Searchable abstracts of presentations at key conferences in endocrinology
Endocrine Abstracts (2013) 31 S3.2 | DOI: 10.1530/endoabs.31.S3.2

SFEBES2013 Symposia Nurture not nature: epigenetics and disease susceptibility (3 abstracts)

Nutritional programming of epigenetics in metabolic syndrome

Anne White


University of Manchester, Manchester, UK.


There is clear evidence from epidemiological studies that adverse conditions during pregnancy can programme changes in offspring which lead to increased risk of developing type two diabetes and obesity, two diseases associated with metabolic syndrome. Whilst earlier investigations focused on undernutrition in relation to famine, it is also relevant in the developed world to consider how dieting may programme lasting changes in the offspring.

In models of maternal undernutrition, the offspring have increased glucose intolerance and obesity in later life. Therefore our aims were to determine how hypothalamic genes critically involved in energy balance are affected by maternal undernutrition, both in the fetus and in adult offspring. We have utilised a sheep model, where hypothalamic maturation occurs prior to birth, on a similar trajectory to humans. In this model, ewes were moderately undernourished around the time of conception.

We found that maternal undernutrition is associated with epigenetic changes in the glucocorticoid receptor (GR) and concomitant increases in GR mRNA and protein in the fetal hypothalamus. These changes persisted in adult offspring studied up to five years after the maternal insult. The increases in GR expression were associated with an increased NPY mRNA and would predict the obese phenotype seen in adult male sheep. In contrast to the hypothalamus, different epigenetic changes in the GR were identified in the hippocampus and pituitary, but only in the adult offspring.

Therefore, adverse nutritional environments during pregnancy can programme epigenetic changes in the glucocorticoid receptor, resulting in changes in expression in areas of the brain responsible for feeding behaviour, energy expenditure and glucose homeostasis. That these epigenetic changes are identified in the fetus but persist in adult offspring provides a mechanism for the increased propensity for metabolic disease.

Declaration of funding

The study was supported by the Barbara Mawer Endowment fund, UK National Institute of Health Research Manchester Biomedical Research Center, Health Research Council of New Zealand, New Zealand National Research Centre for Growth and Development (to Frank Bloomfield), the Canadian Institutes for Health Research (to John Challis).
----------
— What to produce —
Copy out the stretch of the abstract on maternal undernutrition and epigenetics from "In models of" through "time of conception.". The material that comes after has no connection to the abstract on nutritional programming.

(Recorded data)
----------
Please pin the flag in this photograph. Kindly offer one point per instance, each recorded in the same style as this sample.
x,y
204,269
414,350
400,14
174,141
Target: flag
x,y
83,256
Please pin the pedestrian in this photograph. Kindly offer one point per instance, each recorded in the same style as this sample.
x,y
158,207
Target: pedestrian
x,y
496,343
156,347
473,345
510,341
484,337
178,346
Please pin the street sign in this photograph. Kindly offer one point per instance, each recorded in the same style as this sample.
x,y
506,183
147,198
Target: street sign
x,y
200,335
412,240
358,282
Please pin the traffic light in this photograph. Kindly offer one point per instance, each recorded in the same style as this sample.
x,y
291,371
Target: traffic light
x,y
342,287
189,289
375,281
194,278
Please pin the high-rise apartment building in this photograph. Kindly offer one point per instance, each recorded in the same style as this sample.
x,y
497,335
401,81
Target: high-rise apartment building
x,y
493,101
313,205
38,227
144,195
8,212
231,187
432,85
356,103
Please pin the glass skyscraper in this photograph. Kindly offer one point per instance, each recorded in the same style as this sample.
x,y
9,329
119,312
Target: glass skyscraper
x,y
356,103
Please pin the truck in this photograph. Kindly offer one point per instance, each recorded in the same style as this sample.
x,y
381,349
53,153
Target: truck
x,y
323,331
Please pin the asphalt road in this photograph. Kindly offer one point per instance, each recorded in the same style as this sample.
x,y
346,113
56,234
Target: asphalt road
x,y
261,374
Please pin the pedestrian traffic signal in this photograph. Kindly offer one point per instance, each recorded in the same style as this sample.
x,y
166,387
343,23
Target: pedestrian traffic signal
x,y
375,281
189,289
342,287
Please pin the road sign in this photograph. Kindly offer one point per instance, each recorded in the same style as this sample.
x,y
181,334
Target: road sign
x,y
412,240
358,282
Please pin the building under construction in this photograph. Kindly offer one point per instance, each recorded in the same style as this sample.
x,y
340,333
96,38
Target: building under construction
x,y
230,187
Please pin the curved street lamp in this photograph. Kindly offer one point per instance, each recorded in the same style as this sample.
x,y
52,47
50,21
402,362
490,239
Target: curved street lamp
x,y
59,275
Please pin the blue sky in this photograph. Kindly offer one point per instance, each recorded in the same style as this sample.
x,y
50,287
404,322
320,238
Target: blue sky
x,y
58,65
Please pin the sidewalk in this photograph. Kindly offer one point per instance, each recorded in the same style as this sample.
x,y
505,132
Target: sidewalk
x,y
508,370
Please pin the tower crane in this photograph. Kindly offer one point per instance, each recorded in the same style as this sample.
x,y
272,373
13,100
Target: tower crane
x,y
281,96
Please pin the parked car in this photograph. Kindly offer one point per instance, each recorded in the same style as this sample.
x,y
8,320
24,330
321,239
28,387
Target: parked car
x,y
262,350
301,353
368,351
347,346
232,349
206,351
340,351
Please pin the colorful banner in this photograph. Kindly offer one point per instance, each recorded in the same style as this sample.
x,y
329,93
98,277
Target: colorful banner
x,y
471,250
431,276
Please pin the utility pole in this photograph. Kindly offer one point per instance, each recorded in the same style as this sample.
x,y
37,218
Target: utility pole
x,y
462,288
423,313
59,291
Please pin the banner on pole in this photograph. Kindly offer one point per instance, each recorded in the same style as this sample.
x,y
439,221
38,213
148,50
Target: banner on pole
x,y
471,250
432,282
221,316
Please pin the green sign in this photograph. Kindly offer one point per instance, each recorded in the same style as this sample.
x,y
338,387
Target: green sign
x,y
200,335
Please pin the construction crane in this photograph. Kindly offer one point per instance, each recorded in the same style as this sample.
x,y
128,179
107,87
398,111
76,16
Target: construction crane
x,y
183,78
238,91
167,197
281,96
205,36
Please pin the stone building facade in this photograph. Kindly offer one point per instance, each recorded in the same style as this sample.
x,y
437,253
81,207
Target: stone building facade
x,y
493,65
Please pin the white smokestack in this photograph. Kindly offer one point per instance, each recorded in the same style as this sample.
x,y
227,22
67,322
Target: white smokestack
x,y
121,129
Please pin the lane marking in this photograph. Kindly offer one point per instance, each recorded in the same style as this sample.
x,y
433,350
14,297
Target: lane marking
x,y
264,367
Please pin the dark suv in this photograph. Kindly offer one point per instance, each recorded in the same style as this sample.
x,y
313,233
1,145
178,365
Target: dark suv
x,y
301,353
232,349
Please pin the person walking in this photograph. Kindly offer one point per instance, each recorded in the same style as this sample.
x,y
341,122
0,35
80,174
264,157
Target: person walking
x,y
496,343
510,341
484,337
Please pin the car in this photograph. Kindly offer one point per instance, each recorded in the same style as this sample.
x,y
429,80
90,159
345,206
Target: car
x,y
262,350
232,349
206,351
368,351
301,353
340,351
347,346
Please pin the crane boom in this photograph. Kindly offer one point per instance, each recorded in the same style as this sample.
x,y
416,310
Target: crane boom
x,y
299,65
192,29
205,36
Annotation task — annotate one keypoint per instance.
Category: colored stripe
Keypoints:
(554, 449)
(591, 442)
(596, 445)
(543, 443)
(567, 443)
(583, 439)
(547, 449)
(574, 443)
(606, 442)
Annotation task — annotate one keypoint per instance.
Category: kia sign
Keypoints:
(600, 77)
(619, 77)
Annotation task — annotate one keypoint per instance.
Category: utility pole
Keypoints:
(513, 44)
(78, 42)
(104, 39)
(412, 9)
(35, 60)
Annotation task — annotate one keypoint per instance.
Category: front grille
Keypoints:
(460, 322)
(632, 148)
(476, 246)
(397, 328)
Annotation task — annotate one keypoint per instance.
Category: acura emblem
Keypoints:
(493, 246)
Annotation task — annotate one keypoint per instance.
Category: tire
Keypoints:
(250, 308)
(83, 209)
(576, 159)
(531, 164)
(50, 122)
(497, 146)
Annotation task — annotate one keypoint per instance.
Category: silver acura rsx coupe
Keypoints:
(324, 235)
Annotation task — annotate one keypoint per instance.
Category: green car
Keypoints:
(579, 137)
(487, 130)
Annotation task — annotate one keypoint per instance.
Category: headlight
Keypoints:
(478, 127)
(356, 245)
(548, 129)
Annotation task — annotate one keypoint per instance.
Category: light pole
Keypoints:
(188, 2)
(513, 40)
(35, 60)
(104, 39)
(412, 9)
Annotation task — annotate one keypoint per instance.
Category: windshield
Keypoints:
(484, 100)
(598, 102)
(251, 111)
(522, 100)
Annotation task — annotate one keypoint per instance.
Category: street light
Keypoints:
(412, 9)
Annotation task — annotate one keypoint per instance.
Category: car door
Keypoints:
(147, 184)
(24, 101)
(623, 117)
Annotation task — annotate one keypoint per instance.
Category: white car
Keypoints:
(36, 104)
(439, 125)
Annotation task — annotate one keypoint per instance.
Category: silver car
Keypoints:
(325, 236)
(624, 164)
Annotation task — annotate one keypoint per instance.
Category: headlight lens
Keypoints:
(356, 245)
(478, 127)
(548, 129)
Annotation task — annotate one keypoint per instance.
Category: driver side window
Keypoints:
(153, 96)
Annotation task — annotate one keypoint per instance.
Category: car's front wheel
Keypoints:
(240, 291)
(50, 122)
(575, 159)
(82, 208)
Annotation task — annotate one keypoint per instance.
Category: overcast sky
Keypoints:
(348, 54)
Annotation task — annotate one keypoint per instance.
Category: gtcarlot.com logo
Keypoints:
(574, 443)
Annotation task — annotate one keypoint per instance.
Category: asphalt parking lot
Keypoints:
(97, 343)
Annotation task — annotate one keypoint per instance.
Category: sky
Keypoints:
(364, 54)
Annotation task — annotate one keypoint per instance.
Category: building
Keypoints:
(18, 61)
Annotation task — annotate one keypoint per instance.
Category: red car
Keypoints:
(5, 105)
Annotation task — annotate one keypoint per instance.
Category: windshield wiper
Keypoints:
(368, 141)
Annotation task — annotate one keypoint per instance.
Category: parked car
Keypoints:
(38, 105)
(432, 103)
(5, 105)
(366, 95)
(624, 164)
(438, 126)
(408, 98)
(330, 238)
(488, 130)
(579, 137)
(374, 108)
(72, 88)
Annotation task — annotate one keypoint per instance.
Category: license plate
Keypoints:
----------
— Expected output —
In models of maternal undernutrition, the offspring have increased glucose intolerance and obesity in later life. Therefore our aims were to determine how hypothalamic genes critically involved in energy balance are affected by maternal undernutrition, both in the fetus and in adult offspring. We have utilised a sheep model, where hypothalamic maturation occurs prior to birth, on a similar trajectory to humans. In this model, ewes were moderately undernourished around the time of conception.